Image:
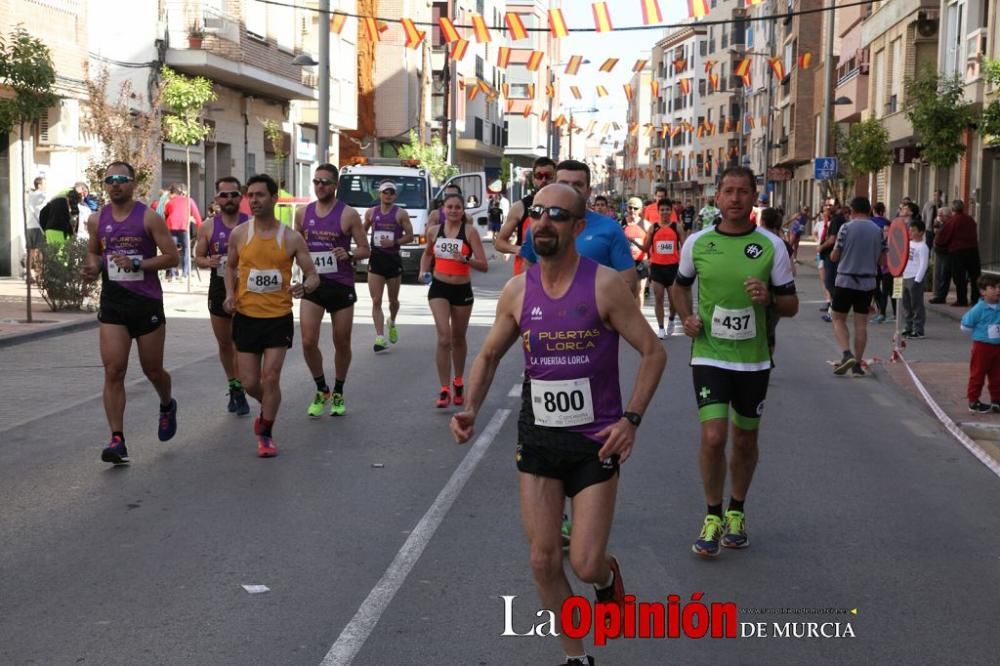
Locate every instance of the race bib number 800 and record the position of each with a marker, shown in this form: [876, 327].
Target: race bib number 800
[264, 281]
[561, 404]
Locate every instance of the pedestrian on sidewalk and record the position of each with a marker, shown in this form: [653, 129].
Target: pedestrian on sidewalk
[983, 321]
[914, 311]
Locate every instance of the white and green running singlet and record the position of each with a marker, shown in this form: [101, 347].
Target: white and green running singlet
[734, 335]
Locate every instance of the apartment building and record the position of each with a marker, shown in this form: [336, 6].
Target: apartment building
[683, 82]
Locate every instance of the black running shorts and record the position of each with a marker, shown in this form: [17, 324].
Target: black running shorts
[664, 274]
[121, 307]
[456, 294]
[386, 264]
[253, 335]
[576, 470]
[332, 296]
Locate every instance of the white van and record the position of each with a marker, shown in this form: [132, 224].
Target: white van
[358, 188]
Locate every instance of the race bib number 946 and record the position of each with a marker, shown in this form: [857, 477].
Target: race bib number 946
[264, 281]
[738, 324]
[561, 404]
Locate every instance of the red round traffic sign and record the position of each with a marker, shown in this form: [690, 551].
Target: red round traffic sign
[899, 247]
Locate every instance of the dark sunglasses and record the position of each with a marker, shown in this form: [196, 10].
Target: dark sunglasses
[555, 213]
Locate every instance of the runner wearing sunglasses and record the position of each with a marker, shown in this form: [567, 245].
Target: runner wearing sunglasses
[211, 252]
[122, 249]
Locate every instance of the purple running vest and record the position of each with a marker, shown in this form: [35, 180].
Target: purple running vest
[129, 238]
[385, 222]
[565, 341]
[322, 235]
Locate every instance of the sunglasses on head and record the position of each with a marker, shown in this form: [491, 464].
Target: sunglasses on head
[555, 213]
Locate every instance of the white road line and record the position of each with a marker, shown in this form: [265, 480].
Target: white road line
[354, 635]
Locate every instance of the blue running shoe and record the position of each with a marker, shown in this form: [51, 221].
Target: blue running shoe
[115, 453]
[168, 422]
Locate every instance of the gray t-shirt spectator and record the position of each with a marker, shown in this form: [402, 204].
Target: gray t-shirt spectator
[861, 243]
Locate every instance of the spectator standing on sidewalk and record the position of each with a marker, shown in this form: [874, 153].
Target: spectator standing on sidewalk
[960, 239]
[983, 321]
[913, 283]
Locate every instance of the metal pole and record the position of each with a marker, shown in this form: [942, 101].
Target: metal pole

——

■ Instruções e requisitos: Organize todas as linhas das entradas acima em uma tabela Markdown com as colunas "Número" e "Linha", numerando cada linha em sequência e omitindo as linhas em branco. Deixe as imagens fora da resposta.

■ Resposta da tarefa:
| Número | Linha |
|---|---|
| 1 | Image: |
| 2 | Locate every instance of the race bib number 800 and record the position of each with a marker, shown in this form: [876, 327]. |
| 3 | Target: race bib number 800 |
| 4 | [264, 281] |
| 5 | [561, 404] |
| 6 | Locate every instance of the pedestrian on sidewalk and record the position of each with a marker, shown in this form: [653, 129]. |
| 7 | Target: pedestrian on sidewalk |
| 8 | [983, 321] |
| 9 | [914, 311] |
| 10 | Locate every instance of the white and green running singlet and record the position of each with a marker, shown in this form: [101, 347]. |
| 11 | Target: white and green running singlet |
| 12 | [734, 335] |
| 13 | Locate every instance of the apartment building and record the position of each with a marker, shown in this form: [336, 6]. |
| 14 | Target: apartment building |
| 15 | [683, 82] |
| 16 | Locate every instance of the black running shorts and record the position of each with a marker, shown in this form: [17, 324]. |
| 17 | Target: black running shorts |
| 18 | [664, 274] |
| 19 | [121, 307] |
| 20 | [456, 294] |
| 21 | [386, 264] |
| 22 | [253, 335] |
| 23 | [576, 470] |
| 24 | [332, 296] |
| 25 | Locate every instance of the white van and record the position of each with a marker, shown in this form: [132, 224]. |
| 26 | Target: white van |
| 27 | [358, 188] |
| 28 | Locate every instance of the race bib number 946 and record the position of each with a marker, shown in this form: [857, 477]. |
| 29 | Target: race bib number 946 |
| 30 | [264, 281] |
| 31 | [738, 324] |
| 32 | [561, 404] |
| 33 | Locate every instance of the red round traffic sign and record the position of each with a marker, shown in this form: [690, 551]. |
| 34 | Target: red round traffic sign |
| 35 | [899, 247] |
| 36 | Locate every instance of the dark sunglasses and record the position of each with a marker, shown in this form: [196, 10]. |
| 37 | Target: dark sunglasses |
| 38 | [555, 213] |
| 39 | Locate every instance of the runner wearing sunglasses and record the position of each with a marker, shown in this form: [567, 245]. |
| 40 | Target: runner wearing sunglasses |
| 41 | [211, 252] |
| 42 | [122, 249] |
| 43 | Locate every instance of the purple running vest and record the position of each with a marker, shown in this form: [35, 180]. |
| 44 | Target: purple running vest |
| 45 | [129, 238] |
| 46 | [385, 222] |
| 47 | [565, 341] |
| 48 | [322, 235] |
| 49 | Locate every instance of the sunglasses on head and record the position of each with a marker, shown in this form: [491, 464]. |
| 50 | Target: sunglasses on head |
| 51 | [555, 213] |
| 52 | Locate every instance of the white road line and record the position of each with a marker, shown in this form: [265, 480]. |
| 53 | Target: white road line |
| 54 | [354, 635] |
| 55 | Locate every instance of the blue running shoe and record the position of each with a marker, shown in this form: [51, 221]. |
| 56 | Target: blue running shoe |
| 57 | [115, 453] |
| 58 | [168, 422] |
| 59 | Locate every instance of the gray t-shirt spectator and record the position of each with a marker, shown in this form: [402, 204]. |
| 60 | Target: gray t-shirt spectator |
| 61 | [861, 243] |
| 62 | Locate every instance of the spectator standing on sidewalk and record the position of each with a marker, shown in this form: [874, 153]. |
| 63 | Target: spectator standing on sidewalk |
| 64 | [960, 239] |
| 65 | [983, 321] |
| 66 | [913, 283] |
| 67 | Locate every instance of the metal pole and record the position of each with a marker, shown in this form: [942, 101]. |
| 68 | Target: metal pole |